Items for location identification
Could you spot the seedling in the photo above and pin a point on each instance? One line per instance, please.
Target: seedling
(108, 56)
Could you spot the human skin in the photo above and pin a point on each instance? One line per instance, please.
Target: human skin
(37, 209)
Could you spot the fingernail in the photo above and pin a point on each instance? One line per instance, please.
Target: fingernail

---

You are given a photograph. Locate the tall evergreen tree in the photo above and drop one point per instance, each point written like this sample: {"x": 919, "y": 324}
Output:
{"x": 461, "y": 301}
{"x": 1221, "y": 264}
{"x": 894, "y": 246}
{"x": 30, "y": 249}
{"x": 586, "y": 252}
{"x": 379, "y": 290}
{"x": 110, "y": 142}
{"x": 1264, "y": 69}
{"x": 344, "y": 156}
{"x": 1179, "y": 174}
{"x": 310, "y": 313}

--

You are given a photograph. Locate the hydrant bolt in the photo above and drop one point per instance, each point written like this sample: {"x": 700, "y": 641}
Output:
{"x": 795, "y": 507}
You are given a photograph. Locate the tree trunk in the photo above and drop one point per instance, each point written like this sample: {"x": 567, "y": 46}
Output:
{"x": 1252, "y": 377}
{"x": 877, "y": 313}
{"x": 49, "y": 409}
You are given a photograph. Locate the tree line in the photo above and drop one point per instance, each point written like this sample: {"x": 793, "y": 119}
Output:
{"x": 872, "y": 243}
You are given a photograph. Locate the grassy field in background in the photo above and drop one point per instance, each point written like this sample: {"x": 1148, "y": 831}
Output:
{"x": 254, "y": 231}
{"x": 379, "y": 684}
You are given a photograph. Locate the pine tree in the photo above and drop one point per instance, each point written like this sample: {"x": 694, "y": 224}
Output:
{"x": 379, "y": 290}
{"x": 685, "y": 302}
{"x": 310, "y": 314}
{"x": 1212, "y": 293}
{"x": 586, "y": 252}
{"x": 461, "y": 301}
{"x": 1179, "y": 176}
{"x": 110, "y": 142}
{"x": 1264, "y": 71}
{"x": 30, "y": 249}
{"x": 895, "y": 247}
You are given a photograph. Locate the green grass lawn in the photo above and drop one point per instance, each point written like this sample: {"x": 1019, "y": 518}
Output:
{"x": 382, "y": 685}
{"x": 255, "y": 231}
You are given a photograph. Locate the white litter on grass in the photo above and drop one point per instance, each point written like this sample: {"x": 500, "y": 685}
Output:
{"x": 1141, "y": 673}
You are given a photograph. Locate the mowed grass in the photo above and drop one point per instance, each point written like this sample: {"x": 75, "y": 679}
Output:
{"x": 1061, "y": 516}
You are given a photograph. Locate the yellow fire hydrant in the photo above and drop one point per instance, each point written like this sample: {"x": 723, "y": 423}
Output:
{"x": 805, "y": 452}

▸ PROBLEM DESCRIPTION:
Collect each line of the records in which the string "fingernail" appears. Treat uppercase and lowercase letters as distinct.

▸ FINAL RESULT:
Could you spot the fingernail in the photo above and pin a point on each instance? One line per instance, please.
Target: fingernail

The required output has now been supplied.